──────── DOCUMENT PASSAGE ────────

Abstract

The pervasive and increasing deployment of smart meters allows collecting a huge amount of fine-grained energy data in different urban scenarios. The analysis of such data is challenging and opening up a variety of interesting and new research issues across energy and computer science research areas. The key role of computer scientists is providing energy researchers and practitioners with cutting-edge and scalable analytics engines to effectively support their daily research activities, hence fostering and leveraging data-driven approaches. This paper presents SPEC, a scalable and distributed engine to predict building-specific power consumption. SPEC addresses the full analytic stack and exploits a data stream approach over sliding time windows to train a prediction model tailored to each building. The model allows us to predict the upcoming power consumption at a time instant in the near future. SPEC integrates different machine learning approaches, specifically ridge regression, artificial neural networks, and random forest regression, to predict fine-grained values of power consumption, and a classification model, the random forest classifier, to forecast a coarse consumption level. SPEC exploits state-of-the-art distributed computing frameworks to address the big data challenges in harvesting energy data: the current implementation runs on Apache Spark, the most widespread high-performance data-processing platform, and can natively scale to huge datasets. As a case study, SPEC has been tested on real data of an heating distribution network and power consumption data collected in a major Italian city. Experimental results demonstrate the effectiveness of SPEC to forecast both fine-grained values and coarse levels of power consumption of buildings.

──────── SUPPLIED MATERIAL ────────

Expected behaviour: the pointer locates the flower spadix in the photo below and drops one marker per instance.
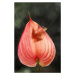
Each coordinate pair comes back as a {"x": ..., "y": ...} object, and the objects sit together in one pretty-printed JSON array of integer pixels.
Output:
[{"x": 35, "y": 46}]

────────

▶ YOUR INSTRUCTIONS:
Name every machine learning method the abstract says SPEC integrates.

▶ SOLUTION TO THIS PROBLEM:
Ridge regression, artificial neural networks, random forest regression, and the random forest classifier.